Without the pictures, write out all the lines below exactly as they appear.

DATA PROVIDED:
"""
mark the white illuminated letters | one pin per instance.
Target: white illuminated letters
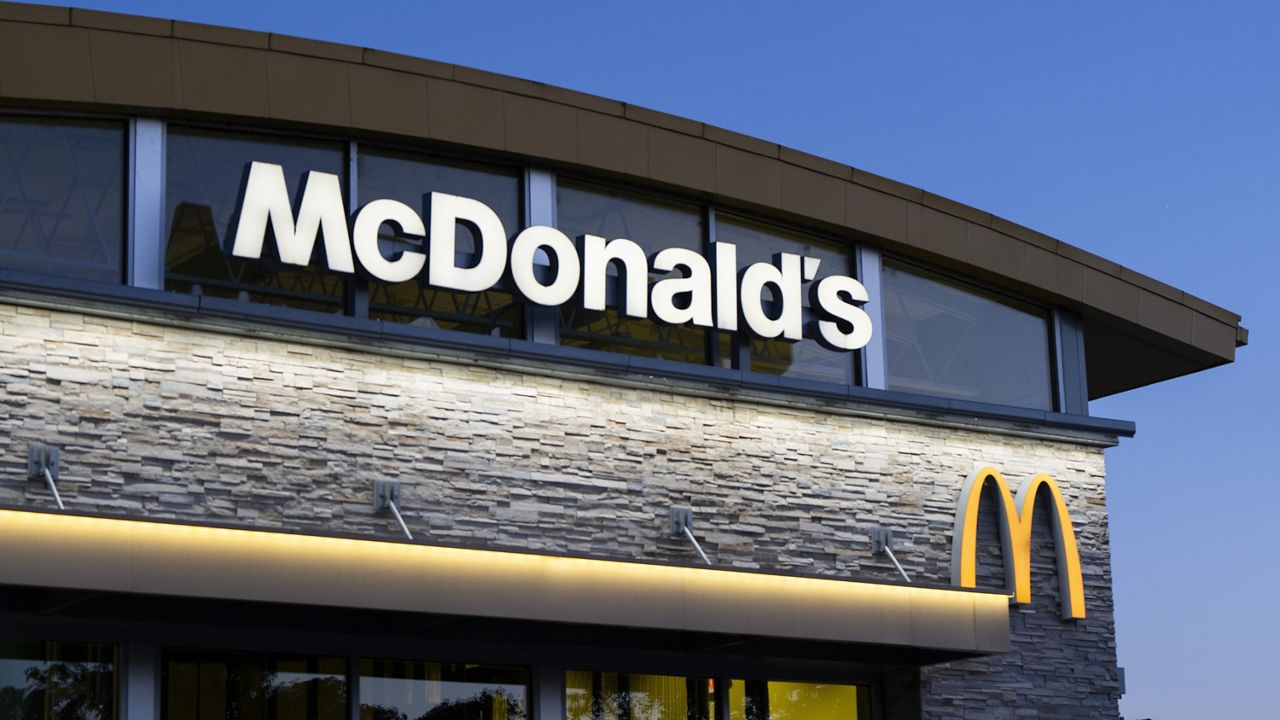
(364, 236)
(766, 297)
(686, 299)
(565, 267)
(443, 270)
(266, 203)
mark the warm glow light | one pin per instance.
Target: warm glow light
(199, 561)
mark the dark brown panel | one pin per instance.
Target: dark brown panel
(612, 144)
(748, 176)
(1110, 295)
(813, 195)
(309, 90)
(740, 141)
(316, 49)
(936, 232)
(1164, 315)
(220, 78)
(876, 213)
(996, 253)
(542, 128)
(220, 35)
(46, 63)
(388, 101)
(136, 71)
(407, 64)
(35, 13)
(465, 113)
(123, 23)
(816, 164)
(1055, 274)
(682, 160)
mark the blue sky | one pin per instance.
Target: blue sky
(1146, 132)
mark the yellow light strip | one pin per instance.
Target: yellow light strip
(71, 551)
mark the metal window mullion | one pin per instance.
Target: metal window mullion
(542, 324)
(146, 204)
(141, 697)
(740, 346)
(548, 692)
(1072, 381)
(874, 355)
(356, 286)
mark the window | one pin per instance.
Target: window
(759, 700)
(62, 197)
(204, 174)
(411, 180)
(616, 696)
(951, 341)
(654, 226)
(805, 359)
(50, 680)
(206, 684)
(394, 689)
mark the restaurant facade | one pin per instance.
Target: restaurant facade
(347, 384)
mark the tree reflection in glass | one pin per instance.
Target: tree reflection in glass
(56, 680)
(392, 689)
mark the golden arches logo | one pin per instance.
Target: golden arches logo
(1015, 538)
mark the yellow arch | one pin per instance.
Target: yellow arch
(1015, 538)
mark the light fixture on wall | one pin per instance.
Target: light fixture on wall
(387, 497)
(682, 524)
(42, 465)
(882, 543)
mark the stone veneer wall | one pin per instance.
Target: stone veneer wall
(172, 423)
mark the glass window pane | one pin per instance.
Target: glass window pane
(53, 680)
(62, 197)
(654, 226)
(397, 689)
(384, 174)
(208, 684)
(807, 359)
(615, 696)
(204, 174)
(958, 342)
(812, 701)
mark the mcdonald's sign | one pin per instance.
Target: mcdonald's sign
(1015, 537)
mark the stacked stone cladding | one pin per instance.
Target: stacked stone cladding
(167, 422)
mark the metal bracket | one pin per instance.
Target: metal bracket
(882, 543)
(682, 524)
(42, 464)
(387, 497)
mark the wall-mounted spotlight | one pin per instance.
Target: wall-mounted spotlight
(387, 497)
(42, 465)
(882, 543)
(682, 524)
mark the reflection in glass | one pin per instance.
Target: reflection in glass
(807, 359)
(204, 176)
(613, 696)
(654, 226)
(393, 689)
(202, 684)
(964, 343)
(48, 680)
(62, 197)
(759, 700)
(411, 180)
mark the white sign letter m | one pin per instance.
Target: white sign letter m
(266, 200)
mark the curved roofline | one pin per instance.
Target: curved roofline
(62, 58)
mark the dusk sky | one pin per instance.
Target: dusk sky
(1144, 132)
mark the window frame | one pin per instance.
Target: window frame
(974, 286)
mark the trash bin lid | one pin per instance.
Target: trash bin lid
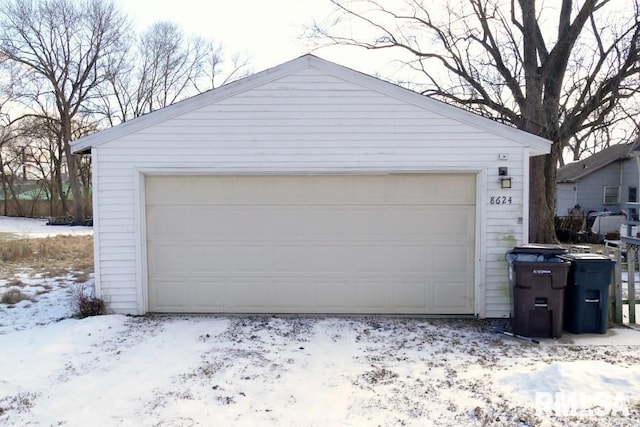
(585, 258)
(540, 249)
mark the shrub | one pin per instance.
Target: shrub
(14, 296)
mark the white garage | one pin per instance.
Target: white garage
(311, 243)
(308, 188)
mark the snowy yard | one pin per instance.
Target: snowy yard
(291, 371)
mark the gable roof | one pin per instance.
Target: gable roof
(578, 170)
(537, 144)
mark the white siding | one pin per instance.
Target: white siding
(308, 121)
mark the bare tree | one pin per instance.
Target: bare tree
(59, 49)
(561, 71)
(166, 67)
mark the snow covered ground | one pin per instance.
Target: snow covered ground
(291, 371)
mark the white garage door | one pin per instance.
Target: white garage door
(400, 243)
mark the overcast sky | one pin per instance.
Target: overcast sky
(268, 31)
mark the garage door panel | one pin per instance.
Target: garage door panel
(317, 244)
(451, 296)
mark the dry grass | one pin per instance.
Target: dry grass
(14, 296)
(47, 256)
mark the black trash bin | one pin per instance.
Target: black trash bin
(586, 300)
(537, 278)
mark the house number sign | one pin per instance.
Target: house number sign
(499, 200)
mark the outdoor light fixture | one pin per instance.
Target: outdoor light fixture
(503, 176)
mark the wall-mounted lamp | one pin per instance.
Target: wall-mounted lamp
(503, 176)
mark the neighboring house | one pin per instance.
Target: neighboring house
(604, 181)
(309, 188)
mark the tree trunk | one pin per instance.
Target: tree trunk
(75, 185)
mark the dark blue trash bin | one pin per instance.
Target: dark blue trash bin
(586, 301)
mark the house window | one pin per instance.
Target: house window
(611, 195)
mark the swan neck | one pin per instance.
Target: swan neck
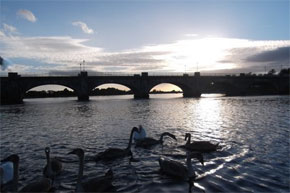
(130, 140)
(81, 169)
(161, 137)
(48, 161)
(15, 174)
(188, 139)
(189, 166)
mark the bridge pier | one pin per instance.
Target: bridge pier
(11, 90)
(191, 93)
(83, 90)
(142, 95)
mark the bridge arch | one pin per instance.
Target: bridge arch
(166, 87)
(49, 90)
(111, 89)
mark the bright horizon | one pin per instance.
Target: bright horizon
(54, 37)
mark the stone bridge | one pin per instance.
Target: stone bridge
(14, 87)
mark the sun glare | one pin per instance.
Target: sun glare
(199, 55)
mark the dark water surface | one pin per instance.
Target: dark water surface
(252, 131)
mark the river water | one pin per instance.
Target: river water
(253, 133)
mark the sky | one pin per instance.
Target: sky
(128, 37)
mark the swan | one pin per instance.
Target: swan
(140, 135)
(177, 169)
(114, 153)
(201, 146)
(99, 184)
(42, 185)
(9, 179)
(53, 166)
(148, 142)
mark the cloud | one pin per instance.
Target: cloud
(278, 55)
(64, 53)
(9, 29)
(191, 35)
(26, 14)
(83, 26)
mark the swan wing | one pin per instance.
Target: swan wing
(99, 184)
(111, 153)
(44, 185)
(204, 146)
(173, 168)
(146, 142)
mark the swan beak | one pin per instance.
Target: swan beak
(72, 152)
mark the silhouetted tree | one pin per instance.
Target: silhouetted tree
(272, 72)
(284, 72)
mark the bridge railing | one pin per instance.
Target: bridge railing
(67, 74)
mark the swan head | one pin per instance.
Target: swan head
(187, 135)
(47, 150)
(12, 158)
(135, 129)
(197, 156)
(78, 151)
(172, 136)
"""
EXERCISE RESPONSE:
mark the white illuminated letters | one pin per instance.
Target: white illuminated letters
(364, 236)
(766, 297)
(686, 299)
(565, 267)
(443, 270)
(266, 203)
mark the warm glow light | one pin per instance.
Target: warm glow light
(199, 561)
mark the dark brown panel | one pin per instance.
Target: dark brown panel
(612, 144)
(748, 176)
(1110, 295)
(813, 195)
(309, 90)
(740, 141)
(316, 49)
(936, 232)
(1164, 315)
(220, 78)
(876, 213)
(996, 253)
(542, 128)
(220, 35)
(46, 63)
(388, 101)
(136, 71)
(407, 64)
(35, 13)
(465, 113)
(123, 23)
(816, 164)
(1055, 274)
(682, 160)
mark the blue sky | one pin per instance.
Target: blue sky
(1146, 132)
mark the yellow light strip | one pin per instance.
Target: yellow light strip
(71, 551)
mark the metal window mullion | one pin per instance.
Target: metal window mullion
(542, 324)
(146, 204)
(141, 697)
(740, 346)
(548, 692)
(1072, 381)
(874, 355)
(356, 286)
mark the window | one pin per instance.
Target: window
(759, 700)
(62, 197)
(204, 174)
(411, 180)
(616, 696)
(951, 341)
(654, 226)
(805, 359)
(50, 680)
(206, 684)
(394, 689)
mark the restaurant facade | one pin per instance.
Target: restaurant facade
(347, 384)
mark the tree reflection in glass | one pin per instance.
Target: tree reflection in glass
(56, 680)
(392, 689)
mark the golden arches logo | one pin per instance.
Target: golden arches logo
(1015, 538)
mark the yellow arch | one pin per instance.
Target: yellow arch
(1015, 538)
mark the light fixture on wall | one pin per instance.
Target: light fixture on wall
(387, 497)
(682, 524)
(42, 465)
(882, 543)
mark the stone veneer wall | one pin per instance.
Target: stone veneer wall
(172, 423)
mark the glass window pane | one pin per instance.
Target: glass window pane
(53, 680)
(62, 197)
(654, 226)
(397, 689)
(384, 174)
(208, 684)
(807, 359)
(615, 696)
(204, 174)
(958, 342)
(812, 701)
mark the mcdonald's sign | one pin per instance.
Target: mcdonald's sign
(1015, 537)
mark the stacked stone cladding | one pin per instance.
Target: stacked stone cladding
(167, 422)
mark the metal bracket | one pin per instance.
Target: metal bracket
(882, 543)
(682, 524)
(42, 464)
(387, 497)
mark the wall-mounted spotlight | one pin per instance.
Target: wall-mounted spotlight
(387, 497)
(42, 465)
(882, 543)
(682, 524)
mark the reflection in glass | one pin per instance.
Target: reflection in glass
(807, 359)
(204, 176)
(613, 696)
(654, 226)
(393, 689)
(202, 684)
(964, 343)
(48, 680)
(62, 197)
(759, 700)
(411, 180)
mark the white sign letter m | one pin per instance.
Target: white sign letter m
(266, 200)
mark the curved roofline | one pin per instance.
Target: curved roofline
(62, 58)
mark the dusk sky | one pin per instance.
Target: dusk sky
(1144, 132)
mark the window frame | one pin per instance.
Target: window frame
(974, 286)
mark the trash bin lid | one pin per instance.
Target: trash bin lid
(585, 258)
(540, 249)
mark the shrub | one pin per instance.
Target: shrub
(14, 296)
mark the white garage | one pin per instance.
Target: white garage
(311, 243)
(308, 188)
mark the snowy yard | one pin per instance.
Target: snowy yard
(291, 371)
mark the gable roof | one pin per instance.
Target: gable roof
(578, 170)
(537, 144)
mark the white siding | one pin per instance.
Target: white siding
(308, 121)
mark the bare tree | one pin per instance.
Target: bare tree
(59, 49)
(561, 71)
(166, 67)
mark the snow covered ground | one pin per instance.
Target: snow covered ground
(291, 371)
mark the white garage door | one pin per instance.
Target: white garage door
(400, 243)
mark the overcast sky | one pin per instance.
Target: overcast sky
(268, 31)
mark the garage door panel | one pin per instance.
Target: garage door panel
(317, 244)
(451, 296)
mark the dry grass | one pin per instance.
Target: dry grass
(14, 296)
(47, 256)
mark the black trash bin | one pin per instance.
Target: black trash bin
(586, 300)
(537, 278)
mark the house number sign | one pin per instance.
Target: house number sign
(499, 200)
mark the outdoor light fixture | one pin per instance.
Target: outdoor light fixture
(503, 176)
mark the wall-mounted lamp | one pin per instance.
Target: wall-mounted lamp
(503, 176)
mark the neighboring house | one pin per instance.
Target: neighboring house
(604, 181)
(309, 188)
mark the tree trunk | one pin per instance.
Target: tree trunk
(75, 185)
mark the dark blue trash bin | one pin per instance.
Target: dark blue trash bin
(586, 301)
mark the house window | one pin per instance.
Target: house window
(611, 195)
mark the swan neck | one pin per instance.
Target: swan neck
(130, 140)
(81, 169)
(161, 137)
(48, 161)
(15, 174)
(188, 139)
(189, 166)
mark the bridge pier | one pin per instance.
Target: bridge pier
(11, 90)
(191, 93)
(83, 90)
(142, 95)
mark the bridge arch | one pin per instance.
Target: bridge arch
(166, 87)
(49, 90)
(111, 89)
mark the bright horizon | one pin per instance.
Target: bright horizon
(54, 37)
mark the stone bridge | one pin per instance.
Target: stone bridge
(14, 87)
mark the sun glare | one pin per instance.
Target: sun glare
(199, 55)
mark the dark water surface | one pin per instance.
Target: dark water surface
(252, 131)
mark the river water | one pin per instance.
Target: river water
(253, 133)
mark the sky | one pin per instance.
Target: sky
(128, 37)
mark the swan | one pin per instance.
Target: swan
(140, 135)
(177, 169)
(114, 153)
(201, 146)
(99, 184)
(42, 185)
(9, 179)
(53, 166)
(148, 142)
mark the cloud | one pin per instance.
Target: cloud
(278, 55)
(64, 53)
(9, 29)
(191, 35)
(26, 14)
(83, 26)
mark the swan wing | one pin per instance.
Target: swan wing
(99, 184)
(111, 153)
(44, 185)
(204, 146)
(173, 168)
(146, 142)
mark the swan beak | one pin per instance.
Target: swan beak
(72, 152)
mark the silhouetted tree | one pin per instance.
Target: silhouetted tree
(272, 72)
(284, 72)
mark the bridge railing | one pin per instance.
Target: bridge railing
(67, 74)
mark the swan head | one pin per instance.
Target: swan head
(187, 135)
(47, 150)
(12, 158)
(135, 129)
(197, 156)
(78, 151)
(172, 136)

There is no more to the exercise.